> [Task description]: Print out every record below, exactly as written.
BEGIN Source material
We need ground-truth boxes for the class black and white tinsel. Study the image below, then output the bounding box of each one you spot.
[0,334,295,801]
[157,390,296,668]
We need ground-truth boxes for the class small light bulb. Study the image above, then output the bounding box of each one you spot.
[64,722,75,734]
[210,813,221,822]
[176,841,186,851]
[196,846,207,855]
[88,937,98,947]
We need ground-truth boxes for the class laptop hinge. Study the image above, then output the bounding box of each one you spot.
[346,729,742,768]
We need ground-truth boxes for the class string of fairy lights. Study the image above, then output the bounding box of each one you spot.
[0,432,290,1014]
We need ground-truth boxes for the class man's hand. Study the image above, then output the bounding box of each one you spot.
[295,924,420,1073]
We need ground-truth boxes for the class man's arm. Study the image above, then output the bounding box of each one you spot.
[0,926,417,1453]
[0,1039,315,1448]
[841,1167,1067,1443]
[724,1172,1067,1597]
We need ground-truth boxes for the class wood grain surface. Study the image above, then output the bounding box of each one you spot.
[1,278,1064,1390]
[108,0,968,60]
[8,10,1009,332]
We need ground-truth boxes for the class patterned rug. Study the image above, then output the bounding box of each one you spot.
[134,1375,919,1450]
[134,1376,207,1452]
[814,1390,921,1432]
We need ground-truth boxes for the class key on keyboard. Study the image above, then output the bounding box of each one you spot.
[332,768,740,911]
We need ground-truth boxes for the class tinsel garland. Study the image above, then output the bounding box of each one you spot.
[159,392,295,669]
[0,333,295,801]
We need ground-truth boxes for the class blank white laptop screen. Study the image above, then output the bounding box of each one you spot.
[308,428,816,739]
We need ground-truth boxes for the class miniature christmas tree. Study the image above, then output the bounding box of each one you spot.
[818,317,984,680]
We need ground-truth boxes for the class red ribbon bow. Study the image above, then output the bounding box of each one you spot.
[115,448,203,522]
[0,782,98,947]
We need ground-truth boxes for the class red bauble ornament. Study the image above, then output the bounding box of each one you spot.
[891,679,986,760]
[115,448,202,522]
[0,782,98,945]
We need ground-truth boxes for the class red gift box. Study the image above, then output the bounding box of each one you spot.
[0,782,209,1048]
END Source material
> [Result for this task]:
We need ground-truth boxes for the class black and white tinsel. Study the image below, then output the bounding box of each one you spot.
[0,334,295,801]
[157,390,296,668]
We need ground-truth boxes for the class small light bulb. Study the image above, then output the bounding box of each one you spot.
[64,722,75,734]
[210,813,221,822]
[176,841,186,851]
[196,846,207,855]
[88,937,98,947]
We need ground-truth boxes for the class laptop hinge. Study the image above, then output the bounding box of each one you spot.
[346,729,742,768]
We need ground-truth boxes for the class string of fairy lights. Study the image above, then output the bounding box of each one you spot.
[0,432,290,1014]
We need ground-truth boxes for the class man's hand. Study the image above, then output the bounding box of each one you spot.
[295,924,420,1073]
We need ground-truth boxes for the class man's arm. Study the image above, then output the bounding box of each one you spot.
[0,926,417,1453]
[0,1039,315,1448]
[841,1167,1067,1443]
[724,1172,1067,1597]
We need ground-truth boxes for the class wood grain surface. Study the image above, then output the bounding box of each one you spot.
[1,278,1064,1390]
[108,0,968,60]
[8,10,1009,332]
We need ground-truth boxes for the class patterned rug. Study the image above, then output the bounding box of each one you spot.
[134,1375,919,1450]
[134,1376,207,1452]
[814,1390,921,1432]
We need ground-truth boxes for the class key on keyboard. Study the image above, then output the bounding box of each one you spot.
[332,768,740,911]
We need ground-truth boxes for the class tinsel garland. Study the image above, then output the bounding box of each one you spot.
[159,392,295,669]
[0,333,295,801]
We need ground-truth boxes for the class blank white laptop screen. Study the image above, then output the bounding box of each one you spot.
[308,428,816,739]
We need ground-truth boxes for the class miniature christmas tree. Study the image above, then output the bounding box of each one you spot.
[818,317,984,680]
We need ground-truth boxes for the class red ribbon bow. Study the image above, then output the bounding box of each one you spot.
[115,448,203,522]
[0,782,98,947]
We need ground-truth boxes for the class red bauble ornament. Study the image above, then output the bounding box of each one you spot.
[891,679,986,760]
[115,448,202,522]
[0,782,98,945]
We need ground-truth boxes for the class red gift box. Study the image above, then output the bounding box of each one you spot.
[0,782,209,1048]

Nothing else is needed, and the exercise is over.